Do this:
Copy out the rows from the line with "Please detect the wooden cabinet" to the line with "left=571, top=242, right=624, bottom=277", both included, keeping the requests, and nothing else. Shift every bounding-box coordinate in the answers by adding 145, but leave the numbers in the requests and their format samples unchanged.

****************

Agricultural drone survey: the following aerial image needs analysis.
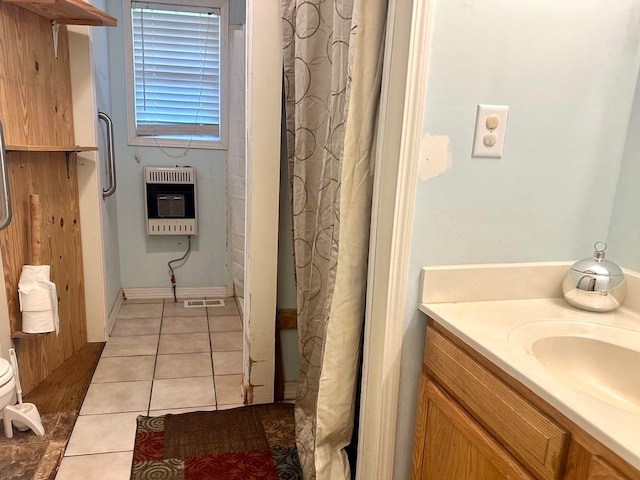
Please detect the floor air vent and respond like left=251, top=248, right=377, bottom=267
left=184, top=300, right=224, bottom=308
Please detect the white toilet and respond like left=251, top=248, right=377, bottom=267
left=0, top=349, right=44, bottom=438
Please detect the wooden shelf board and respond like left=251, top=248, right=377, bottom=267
left=3, top=0, right=118, bottom=27
left=5, top=145, right=98, bottom=152
left=11, top=332, right=51, bottom=339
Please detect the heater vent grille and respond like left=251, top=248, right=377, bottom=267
left=184, top=299, right=224, bottom=308
left=145, top=167, right=195, bottom=184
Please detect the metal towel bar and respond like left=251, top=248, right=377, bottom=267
left=98, top=112, right=116, bottom=198
left=0, top=123, right=11, bottom=230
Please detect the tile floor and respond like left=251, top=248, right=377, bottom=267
left=56, top=298, right=242, bottom=480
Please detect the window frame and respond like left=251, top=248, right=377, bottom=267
left=122, top=0, right=229, bottom=150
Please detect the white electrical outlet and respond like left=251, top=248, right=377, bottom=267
left=471, top=105, right=509, bottom=158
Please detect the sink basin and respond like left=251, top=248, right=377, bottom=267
left=509, top=320, right=640, bottom=415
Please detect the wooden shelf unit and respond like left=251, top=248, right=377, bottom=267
left=3, top=0, right=118, bottom=27
left=5, top=145, right=98, bottom=153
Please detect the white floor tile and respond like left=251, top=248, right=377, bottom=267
left=111, top=317, right=160, bottom=337
left=162, top=301, right=207, bottom=319
left=91, top=355, right=156, bottom=383
left=207, top=301, right=240, bottom=318
left=158, top=333, right=211, bottom=355
left=155, top=352, right=213, bottom=378
left=212, top=351, right=242, bottom=375
left=209, top=316, right=242, bottom=332
left=149, top=377, right=216, bottom=411
left=117, top=303, right=163, bottom=318
left=162, top=315, right=209, bottom=335
left=64, top=411, right=141, bottom=457
left=149, top=405, right=216, bottom=417
left=56, top=451, right=133, bottom=480
left=214, top=375, right=242, bottom=407
left=102, top=335, right=159, bottom=357
left=80, top=381, right=151, bottom=415
left=211, top=332, right=243, bottom=352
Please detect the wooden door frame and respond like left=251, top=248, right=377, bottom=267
left=243, top=0, right=434, bottom=479
left=356, top=0, right=434, bottom=474
left=243, top=0, right=282, bottom=403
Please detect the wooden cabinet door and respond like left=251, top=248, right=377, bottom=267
left=564, top=441, right=629, bottom=480
left=412, top=374, right=533, bottom=480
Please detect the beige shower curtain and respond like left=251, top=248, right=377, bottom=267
left=282, top=0, right=387, bottom=480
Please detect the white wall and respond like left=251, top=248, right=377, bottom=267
left=243, top=0, right=282, bottom=403
left=90, top=0, right=122, bottom=317
left=227, top=27, right=246, bottom=297
left=607, top=72, right=640, bottom=272
left=107, top=2, right=227, bottom=288
left=394, top=0, right=640, bottom=478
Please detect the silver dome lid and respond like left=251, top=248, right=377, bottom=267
left=571, top=242, right=624, bottom=277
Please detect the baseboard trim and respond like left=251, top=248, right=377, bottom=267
left=106, top=290, right=124, bottom=338
left=122, top=287, right=227, bottom=300
left=284, top=382, right=298, bottom=401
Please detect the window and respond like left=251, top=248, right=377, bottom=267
left=125, top=0, right=227, bottom=148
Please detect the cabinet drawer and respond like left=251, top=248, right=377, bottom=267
left=424, top=327, right=570, bottom=480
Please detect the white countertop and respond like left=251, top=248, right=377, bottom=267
left=419, top=263, right=640, bottom=470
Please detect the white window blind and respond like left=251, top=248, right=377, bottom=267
left=131, top=1, right=221, bottom=140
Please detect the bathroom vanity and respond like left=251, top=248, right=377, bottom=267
left=412, top=264, right=640, bottom=480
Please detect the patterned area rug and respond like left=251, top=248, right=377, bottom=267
left=131, top=403, right=302, bottom=480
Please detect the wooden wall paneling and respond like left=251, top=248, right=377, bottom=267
left=0, top=2, right=74, bottom=145
left=0, top=152, right=86, bottom=392
left=0, top=2, right=86, bottom=394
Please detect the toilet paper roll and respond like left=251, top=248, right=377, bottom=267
left=18, top=265, right=60, bottom=335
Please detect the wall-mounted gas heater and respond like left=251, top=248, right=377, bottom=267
left=144, top=167, right=198, bottom=235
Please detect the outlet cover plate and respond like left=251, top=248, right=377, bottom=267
left=471, top=104, right=509, bottom=158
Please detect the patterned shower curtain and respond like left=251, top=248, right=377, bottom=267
left=282, top=0, right=387, bottom=480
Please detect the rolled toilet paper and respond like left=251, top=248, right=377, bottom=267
left=18, top=265, right=60, bottom=335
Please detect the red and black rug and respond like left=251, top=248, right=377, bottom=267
left=131, top=404, right=302, bottom=480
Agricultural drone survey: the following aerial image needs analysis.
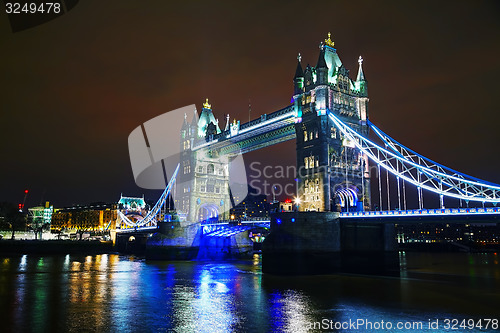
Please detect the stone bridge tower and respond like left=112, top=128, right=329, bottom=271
left=293, top=34, right=370, bottom=211
left=175, top=99, right=231, bottom=223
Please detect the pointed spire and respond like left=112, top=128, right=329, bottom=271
left=293, top=53, right=304, bottom=79
left=316, top=49, right=328, bottom=69
left=356, top=56, right=366, bottom=81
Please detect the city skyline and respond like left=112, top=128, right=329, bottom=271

****************

Full response:
Please detect the wooden cabinet door and respond like left=251, top=248, right=377, bottom=267
left=709, top=586, right=774, bottom=625
left=557, top=519, right=678, bottom=625
Please detect the beige shower curtain and respond like left=251, top=248, right=377, bottom=267
left=427, top=145, right=532, bottom=625
Please detect the white wall and respond like left=251, top=248, right=377, bottom=267
left=388, top=145, right=427, bottom=548
left=235, top=145, right=267, bottom=462
left=372, top=172, right=391, bottom=442
left=752, top=217, right=785, bottom=417
left=252, top=147, right=372, bottom=433
left=539, top=145, right=785, bottom=623
Please detect the silver dome lid and respond like left=251, top=248, right=377, bottom=267
left=716, top=387, right=769, bottom=422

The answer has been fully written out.